What you will do - Only the count is wanted here: how many lines of the entries hold the string "drawer"?
══════════
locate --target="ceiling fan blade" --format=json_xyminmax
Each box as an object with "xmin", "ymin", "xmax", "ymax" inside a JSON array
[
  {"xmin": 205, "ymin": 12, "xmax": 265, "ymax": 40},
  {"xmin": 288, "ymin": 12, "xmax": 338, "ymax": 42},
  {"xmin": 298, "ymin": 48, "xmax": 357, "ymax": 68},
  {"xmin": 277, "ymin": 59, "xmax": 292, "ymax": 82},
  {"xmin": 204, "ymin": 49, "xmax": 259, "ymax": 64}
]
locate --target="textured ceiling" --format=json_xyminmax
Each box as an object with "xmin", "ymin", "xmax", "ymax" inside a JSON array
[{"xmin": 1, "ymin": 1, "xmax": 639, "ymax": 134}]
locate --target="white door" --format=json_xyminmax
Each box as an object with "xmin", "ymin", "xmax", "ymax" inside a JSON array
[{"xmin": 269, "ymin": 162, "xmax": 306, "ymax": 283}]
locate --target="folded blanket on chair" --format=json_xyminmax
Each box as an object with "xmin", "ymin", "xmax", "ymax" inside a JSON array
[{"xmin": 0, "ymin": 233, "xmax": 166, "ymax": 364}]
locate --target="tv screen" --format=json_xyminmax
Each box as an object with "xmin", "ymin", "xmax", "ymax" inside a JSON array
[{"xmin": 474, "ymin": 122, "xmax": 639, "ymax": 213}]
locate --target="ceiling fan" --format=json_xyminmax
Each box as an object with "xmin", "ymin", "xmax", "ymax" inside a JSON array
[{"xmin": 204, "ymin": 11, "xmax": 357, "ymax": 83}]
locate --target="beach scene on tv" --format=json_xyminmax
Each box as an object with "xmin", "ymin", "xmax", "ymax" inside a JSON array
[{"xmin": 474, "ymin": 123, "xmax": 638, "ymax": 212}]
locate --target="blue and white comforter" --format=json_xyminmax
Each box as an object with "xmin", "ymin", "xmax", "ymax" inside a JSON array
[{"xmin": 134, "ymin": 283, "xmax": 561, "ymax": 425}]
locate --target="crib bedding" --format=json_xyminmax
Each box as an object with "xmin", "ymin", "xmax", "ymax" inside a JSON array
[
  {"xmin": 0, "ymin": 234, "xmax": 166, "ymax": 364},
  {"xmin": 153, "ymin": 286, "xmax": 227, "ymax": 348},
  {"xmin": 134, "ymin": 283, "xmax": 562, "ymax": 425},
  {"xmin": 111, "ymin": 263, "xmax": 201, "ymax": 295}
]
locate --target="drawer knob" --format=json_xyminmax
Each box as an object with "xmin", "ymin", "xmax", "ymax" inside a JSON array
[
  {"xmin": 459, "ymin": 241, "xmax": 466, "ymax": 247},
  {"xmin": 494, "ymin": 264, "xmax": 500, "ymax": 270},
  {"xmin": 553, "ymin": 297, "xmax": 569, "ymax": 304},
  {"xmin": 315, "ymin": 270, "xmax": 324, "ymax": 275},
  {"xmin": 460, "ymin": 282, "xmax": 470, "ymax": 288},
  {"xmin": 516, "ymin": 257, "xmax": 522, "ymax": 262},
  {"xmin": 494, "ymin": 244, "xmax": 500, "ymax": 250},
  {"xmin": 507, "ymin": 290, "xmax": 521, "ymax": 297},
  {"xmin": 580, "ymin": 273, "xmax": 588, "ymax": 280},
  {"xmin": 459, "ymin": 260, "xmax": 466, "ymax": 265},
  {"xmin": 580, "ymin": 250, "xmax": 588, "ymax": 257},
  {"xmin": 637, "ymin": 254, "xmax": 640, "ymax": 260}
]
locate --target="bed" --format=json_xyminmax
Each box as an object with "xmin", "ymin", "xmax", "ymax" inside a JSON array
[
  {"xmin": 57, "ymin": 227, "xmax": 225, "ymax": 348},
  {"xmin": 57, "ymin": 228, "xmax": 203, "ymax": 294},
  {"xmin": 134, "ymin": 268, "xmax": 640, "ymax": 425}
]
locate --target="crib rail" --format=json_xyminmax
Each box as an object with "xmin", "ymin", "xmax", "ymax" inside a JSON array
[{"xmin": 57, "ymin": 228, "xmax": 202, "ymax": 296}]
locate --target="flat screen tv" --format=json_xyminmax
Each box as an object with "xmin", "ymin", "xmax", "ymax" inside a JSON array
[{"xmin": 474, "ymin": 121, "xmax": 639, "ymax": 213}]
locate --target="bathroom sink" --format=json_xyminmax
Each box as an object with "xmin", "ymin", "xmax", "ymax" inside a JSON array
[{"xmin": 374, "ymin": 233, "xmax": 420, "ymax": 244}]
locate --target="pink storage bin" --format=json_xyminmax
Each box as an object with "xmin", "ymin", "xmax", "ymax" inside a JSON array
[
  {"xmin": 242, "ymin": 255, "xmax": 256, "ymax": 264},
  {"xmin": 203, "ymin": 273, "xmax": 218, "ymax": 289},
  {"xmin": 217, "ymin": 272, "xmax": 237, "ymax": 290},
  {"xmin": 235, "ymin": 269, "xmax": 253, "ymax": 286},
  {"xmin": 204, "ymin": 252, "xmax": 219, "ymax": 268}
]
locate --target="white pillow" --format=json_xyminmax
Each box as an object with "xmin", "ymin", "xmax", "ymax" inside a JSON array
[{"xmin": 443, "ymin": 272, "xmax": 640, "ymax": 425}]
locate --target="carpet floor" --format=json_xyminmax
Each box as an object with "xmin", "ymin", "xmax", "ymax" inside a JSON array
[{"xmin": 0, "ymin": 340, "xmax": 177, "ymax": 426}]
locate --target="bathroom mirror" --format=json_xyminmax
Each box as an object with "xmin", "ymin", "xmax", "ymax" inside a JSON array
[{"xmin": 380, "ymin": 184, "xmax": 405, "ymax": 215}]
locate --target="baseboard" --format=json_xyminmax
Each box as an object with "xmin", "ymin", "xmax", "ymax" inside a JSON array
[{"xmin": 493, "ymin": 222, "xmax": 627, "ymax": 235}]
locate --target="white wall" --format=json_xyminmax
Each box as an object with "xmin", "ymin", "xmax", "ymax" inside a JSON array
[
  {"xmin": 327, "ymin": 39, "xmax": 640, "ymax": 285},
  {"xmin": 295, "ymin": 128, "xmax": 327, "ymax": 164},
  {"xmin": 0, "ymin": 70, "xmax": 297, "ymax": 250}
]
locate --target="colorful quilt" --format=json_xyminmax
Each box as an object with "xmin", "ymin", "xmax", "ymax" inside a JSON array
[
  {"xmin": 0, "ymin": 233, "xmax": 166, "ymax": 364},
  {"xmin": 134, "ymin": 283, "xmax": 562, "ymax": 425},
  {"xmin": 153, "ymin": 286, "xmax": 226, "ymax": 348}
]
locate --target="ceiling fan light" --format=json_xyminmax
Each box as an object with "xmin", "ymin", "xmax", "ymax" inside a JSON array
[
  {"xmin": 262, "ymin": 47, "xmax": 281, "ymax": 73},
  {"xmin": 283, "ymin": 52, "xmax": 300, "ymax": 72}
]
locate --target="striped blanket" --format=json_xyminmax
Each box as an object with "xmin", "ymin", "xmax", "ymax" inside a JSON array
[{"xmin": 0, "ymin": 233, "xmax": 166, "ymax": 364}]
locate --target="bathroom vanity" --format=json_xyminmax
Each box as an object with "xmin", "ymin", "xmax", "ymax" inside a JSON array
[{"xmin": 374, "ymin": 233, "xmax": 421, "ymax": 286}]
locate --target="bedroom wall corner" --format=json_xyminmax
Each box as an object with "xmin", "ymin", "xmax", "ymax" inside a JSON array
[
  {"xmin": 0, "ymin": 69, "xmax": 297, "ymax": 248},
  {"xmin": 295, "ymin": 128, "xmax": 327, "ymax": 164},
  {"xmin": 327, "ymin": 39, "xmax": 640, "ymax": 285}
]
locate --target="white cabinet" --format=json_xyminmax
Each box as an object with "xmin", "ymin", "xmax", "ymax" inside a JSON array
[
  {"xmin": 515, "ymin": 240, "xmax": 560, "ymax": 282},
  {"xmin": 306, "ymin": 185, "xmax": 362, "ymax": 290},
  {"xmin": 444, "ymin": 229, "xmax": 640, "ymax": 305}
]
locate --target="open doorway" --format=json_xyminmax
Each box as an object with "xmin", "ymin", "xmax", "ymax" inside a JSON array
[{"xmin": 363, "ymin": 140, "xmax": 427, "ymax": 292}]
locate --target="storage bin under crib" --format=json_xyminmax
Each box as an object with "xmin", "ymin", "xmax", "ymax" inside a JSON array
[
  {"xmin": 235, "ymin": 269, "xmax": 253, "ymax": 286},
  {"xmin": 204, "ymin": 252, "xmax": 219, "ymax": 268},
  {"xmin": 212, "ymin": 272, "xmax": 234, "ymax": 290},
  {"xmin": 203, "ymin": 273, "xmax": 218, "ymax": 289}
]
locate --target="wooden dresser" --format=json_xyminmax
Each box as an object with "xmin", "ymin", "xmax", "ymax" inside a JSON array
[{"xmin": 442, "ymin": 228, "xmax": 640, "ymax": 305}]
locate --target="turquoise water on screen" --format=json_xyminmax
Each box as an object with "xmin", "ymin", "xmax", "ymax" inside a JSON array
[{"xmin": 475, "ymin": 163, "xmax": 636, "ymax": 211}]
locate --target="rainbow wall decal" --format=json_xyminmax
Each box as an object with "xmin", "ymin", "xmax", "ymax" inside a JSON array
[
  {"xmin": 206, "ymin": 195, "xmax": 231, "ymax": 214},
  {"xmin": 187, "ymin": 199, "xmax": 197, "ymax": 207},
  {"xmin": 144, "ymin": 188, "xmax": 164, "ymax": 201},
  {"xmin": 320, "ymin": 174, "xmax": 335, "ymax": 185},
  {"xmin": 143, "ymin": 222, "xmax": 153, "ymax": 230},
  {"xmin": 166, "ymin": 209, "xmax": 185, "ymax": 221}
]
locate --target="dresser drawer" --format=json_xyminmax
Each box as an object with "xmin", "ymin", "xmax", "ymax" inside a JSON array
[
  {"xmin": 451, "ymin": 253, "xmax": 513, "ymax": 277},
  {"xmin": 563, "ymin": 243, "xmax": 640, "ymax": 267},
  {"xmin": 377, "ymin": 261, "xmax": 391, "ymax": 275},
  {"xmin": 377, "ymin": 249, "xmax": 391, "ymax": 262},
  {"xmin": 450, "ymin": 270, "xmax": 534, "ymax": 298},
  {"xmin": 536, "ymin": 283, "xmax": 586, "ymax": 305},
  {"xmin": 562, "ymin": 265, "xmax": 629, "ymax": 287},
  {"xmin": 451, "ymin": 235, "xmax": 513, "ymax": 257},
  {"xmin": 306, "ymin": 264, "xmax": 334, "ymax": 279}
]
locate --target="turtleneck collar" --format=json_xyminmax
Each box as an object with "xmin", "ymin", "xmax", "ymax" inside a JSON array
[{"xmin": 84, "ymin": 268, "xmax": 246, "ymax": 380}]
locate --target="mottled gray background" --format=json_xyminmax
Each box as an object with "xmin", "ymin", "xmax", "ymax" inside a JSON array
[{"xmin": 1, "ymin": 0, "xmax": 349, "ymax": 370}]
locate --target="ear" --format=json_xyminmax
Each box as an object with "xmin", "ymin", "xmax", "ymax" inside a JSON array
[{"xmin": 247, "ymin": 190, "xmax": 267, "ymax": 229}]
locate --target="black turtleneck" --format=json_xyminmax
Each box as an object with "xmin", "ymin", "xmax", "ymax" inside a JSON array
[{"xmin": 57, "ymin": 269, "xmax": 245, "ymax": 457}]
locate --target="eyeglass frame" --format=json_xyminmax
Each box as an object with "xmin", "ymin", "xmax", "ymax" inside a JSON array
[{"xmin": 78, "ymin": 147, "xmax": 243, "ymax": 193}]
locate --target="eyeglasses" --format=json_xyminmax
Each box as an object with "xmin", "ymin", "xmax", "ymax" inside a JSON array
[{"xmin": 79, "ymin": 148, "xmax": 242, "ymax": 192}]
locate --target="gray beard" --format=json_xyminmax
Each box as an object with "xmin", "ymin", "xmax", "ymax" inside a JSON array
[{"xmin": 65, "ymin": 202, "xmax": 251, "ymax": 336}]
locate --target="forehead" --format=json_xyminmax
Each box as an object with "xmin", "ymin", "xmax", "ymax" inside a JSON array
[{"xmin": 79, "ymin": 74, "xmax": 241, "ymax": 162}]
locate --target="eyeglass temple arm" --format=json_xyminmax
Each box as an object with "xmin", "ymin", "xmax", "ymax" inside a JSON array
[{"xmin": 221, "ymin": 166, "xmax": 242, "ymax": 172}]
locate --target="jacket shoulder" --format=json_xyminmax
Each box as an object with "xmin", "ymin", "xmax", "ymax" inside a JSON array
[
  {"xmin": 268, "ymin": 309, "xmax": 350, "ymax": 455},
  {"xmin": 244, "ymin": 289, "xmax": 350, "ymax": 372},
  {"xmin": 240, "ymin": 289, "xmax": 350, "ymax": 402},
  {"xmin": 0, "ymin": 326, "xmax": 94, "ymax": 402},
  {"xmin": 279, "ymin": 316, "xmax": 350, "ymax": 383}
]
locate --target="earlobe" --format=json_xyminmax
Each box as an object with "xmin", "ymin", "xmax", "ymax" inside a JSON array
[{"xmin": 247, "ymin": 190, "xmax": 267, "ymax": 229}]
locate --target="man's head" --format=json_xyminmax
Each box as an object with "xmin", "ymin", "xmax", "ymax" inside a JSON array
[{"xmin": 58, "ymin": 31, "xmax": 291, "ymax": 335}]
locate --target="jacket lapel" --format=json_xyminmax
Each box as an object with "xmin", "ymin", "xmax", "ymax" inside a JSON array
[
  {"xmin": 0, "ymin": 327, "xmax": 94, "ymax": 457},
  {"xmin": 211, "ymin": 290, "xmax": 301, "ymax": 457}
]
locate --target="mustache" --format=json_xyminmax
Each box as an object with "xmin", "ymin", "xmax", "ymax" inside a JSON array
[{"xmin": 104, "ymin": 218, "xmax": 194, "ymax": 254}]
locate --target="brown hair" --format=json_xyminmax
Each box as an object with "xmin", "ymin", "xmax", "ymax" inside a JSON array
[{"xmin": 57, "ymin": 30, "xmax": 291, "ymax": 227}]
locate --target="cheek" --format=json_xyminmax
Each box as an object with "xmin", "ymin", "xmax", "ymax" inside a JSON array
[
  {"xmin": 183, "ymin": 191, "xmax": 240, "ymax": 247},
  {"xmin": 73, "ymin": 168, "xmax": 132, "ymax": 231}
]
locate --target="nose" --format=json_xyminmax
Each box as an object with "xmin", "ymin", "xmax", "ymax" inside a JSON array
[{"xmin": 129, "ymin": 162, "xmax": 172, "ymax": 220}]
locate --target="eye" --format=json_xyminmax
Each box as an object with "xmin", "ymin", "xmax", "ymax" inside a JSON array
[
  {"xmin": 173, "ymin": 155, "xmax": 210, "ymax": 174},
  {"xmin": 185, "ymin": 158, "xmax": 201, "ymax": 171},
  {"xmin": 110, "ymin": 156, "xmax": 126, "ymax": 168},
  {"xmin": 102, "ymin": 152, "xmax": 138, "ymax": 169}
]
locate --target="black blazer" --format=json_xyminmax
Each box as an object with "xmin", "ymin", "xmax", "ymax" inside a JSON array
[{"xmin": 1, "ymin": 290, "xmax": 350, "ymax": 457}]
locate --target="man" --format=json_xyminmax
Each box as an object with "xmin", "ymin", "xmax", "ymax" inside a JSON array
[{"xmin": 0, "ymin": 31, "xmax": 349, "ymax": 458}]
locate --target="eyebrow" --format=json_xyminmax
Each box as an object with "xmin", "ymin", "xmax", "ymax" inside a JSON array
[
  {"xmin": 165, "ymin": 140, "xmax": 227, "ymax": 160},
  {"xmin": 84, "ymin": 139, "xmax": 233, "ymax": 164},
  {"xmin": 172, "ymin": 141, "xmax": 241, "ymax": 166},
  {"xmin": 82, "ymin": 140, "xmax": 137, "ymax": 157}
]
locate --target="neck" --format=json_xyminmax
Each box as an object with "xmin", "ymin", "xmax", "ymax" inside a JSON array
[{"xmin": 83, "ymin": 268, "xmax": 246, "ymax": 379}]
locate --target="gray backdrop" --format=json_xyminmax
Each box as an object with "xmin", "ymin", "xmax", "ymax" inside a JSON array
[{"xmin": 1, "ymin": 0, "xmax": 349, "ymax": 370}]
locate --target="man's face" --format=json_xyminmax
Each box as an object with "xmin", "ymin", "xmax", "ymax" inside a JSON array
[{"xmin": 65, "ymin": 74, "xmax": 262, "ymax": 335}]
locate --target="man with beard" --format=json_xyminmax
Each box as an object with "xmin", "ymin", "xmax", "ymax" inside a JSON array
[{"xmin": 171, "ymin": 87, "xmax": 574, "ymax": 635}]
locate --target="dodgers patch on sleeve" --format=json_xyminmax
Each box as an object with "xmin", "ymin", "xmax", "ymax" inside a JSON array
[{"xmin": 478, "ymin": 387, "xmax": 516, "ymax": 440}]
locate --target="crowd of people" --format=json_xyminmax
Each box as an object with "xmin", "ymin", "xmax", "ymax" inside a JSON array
══════════
Response - 2